::: Source information :::

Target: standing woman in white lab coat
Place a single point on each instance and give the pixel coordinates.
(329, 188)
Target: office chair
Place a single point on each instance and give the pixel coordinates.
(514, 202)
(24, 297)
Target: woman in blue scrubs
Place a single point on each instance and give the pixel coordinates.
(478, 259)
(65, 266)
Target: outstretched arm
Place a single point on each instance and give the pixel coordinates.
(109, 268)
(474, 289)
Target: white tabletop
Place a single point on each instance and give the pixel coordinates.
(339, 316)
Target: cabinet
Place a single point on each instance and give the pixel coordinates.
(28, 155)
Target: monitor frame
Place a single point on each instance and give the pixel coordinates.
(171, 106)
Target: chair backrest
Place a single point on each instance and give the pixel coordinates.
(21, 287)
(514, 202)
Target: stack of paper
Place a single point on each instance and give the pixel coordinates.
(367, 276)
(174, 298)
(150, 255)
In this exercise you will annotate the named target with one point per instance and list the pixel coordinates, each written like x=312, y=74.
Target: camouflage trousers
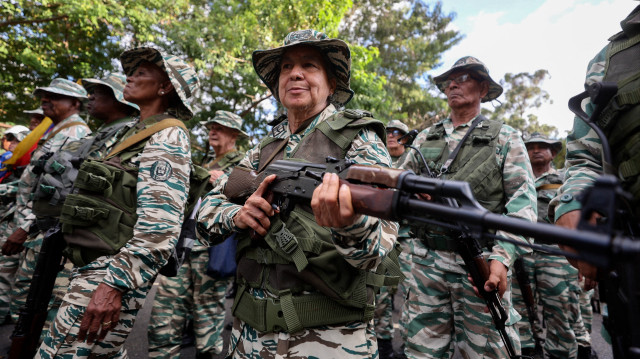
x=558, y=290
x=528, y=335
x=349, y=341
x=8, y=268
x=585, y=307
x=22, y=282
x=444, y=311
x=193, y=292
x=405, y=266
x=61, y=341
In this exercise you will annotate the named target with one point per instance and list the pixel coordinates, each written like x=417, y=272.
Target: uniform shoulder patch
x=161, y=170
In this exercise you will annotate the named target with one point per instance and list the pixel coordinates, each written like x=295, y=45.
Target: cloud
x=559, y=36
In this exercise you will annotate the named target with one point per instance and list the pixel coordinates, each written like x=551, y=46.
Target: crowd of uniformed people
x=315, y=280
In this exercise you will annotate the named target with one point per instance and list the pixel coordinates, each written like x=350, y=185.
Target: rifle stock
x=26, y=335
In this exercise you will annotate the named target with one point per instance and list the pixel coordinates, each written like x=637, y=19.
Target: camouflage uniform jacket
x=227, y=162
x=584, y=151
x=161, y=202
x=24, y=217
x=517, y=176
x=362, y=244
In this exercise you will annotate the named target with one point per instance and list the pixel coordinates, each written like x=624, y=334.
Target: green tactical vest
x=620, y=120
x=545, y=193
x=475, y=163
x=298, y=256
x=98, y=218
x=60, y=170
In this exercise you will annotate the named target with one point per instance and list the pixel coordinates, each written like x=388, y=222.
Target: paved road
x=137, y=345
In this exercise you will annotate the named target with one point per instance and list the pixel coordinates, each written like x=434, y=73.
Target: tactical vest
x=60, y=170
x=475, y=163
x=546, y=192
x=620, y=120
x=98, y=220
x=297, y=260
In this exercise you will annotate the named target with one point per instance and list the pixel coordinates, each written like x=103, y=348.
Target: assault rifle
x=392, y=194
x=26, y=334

:::
::: Source information :::

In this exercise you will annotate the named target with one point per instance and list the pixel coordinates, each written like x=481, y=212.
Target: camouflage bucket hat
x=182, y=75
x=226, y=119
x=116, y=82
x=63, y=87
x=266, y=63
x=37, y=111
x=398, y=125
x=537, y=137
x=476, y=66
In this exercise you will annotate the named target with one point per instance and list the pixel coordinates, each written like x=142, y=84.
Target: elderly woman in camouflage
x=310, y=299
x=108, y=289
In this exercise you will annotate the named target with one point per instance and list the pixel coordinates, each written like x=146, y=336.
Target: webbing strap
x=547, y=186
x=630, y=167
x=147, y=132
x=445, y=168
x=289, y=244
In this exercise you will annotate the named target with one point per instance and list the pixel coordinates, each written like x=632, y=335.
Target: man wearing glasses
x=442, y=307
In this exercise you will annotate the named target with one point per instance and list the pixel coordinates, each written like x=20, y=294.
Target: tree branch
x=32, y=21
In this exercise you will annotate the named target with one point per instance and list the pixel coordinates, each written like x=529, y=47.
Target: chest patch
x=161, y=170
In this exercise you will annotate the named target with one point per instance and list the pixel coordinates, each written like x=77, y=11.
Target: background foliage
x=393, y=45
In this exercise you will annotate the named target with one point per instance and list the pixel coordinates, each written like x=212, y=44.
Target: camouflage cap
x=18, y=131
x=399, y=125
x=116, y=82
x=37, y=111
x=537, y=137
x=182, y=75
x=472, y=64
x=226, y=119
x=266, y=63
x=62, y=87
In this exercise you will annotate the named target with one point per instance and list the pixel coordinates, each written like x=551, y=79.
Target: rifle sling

:::

[Goal of the exercise] What is needed is each line of the entries that contains the word "white".

[Answer section]
Target: standing woman in white lab coat
Target: white tabletop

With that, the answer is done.